Materials provided:

+++++

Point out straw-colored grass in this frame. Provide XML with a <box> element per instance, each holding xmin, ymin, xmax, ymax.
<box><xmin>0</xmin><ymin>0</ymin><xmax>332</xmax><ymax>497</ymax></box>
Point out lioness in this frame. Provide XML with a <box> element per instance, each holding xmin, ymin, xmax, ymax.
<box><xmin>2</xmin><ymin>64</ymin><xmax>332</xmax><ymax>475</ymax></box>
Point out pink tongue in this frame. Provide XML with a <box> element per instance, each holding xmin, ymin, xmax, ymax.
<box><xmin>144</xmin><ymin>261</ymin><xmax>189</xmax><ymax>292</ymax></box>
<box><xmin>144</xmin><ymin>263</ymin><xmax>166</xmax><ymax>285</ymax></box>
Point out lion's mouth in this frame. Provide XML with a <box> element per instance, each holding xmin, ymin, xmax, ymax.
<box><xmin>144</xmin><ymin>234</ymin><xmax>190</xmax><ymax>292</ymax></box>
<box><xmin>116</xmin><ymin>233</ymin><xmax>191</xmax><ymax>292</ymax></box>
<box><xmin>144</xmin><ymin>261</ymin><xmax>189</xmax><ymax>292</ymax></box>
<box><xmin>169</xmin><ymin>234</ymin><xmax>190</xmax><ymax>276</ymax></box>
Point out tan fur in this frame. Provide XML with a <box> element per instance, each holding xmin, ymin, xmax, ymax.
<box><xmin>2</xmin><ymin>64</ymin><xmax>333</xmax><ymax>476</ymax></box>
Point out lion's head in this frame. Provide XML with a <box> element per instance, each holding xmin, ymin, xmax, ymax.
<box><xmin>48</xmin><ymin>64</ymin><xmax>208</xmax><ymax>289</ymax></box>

+++++

What you have to do:
Where the line containing "Point out lion's head" appears, begin a word-for-word copy and carry it through the last line of the listing, leaving out all other lines.

Answer for this exercise:
Point out lion's head in this frame. Provide XML with a <box> element per instance, each holding xmin, ymin, xmax, ymax.
<box><xmin>48</xmin><ymin>64</ymin><xmax>208</xmax><ymax>289</ymax></box>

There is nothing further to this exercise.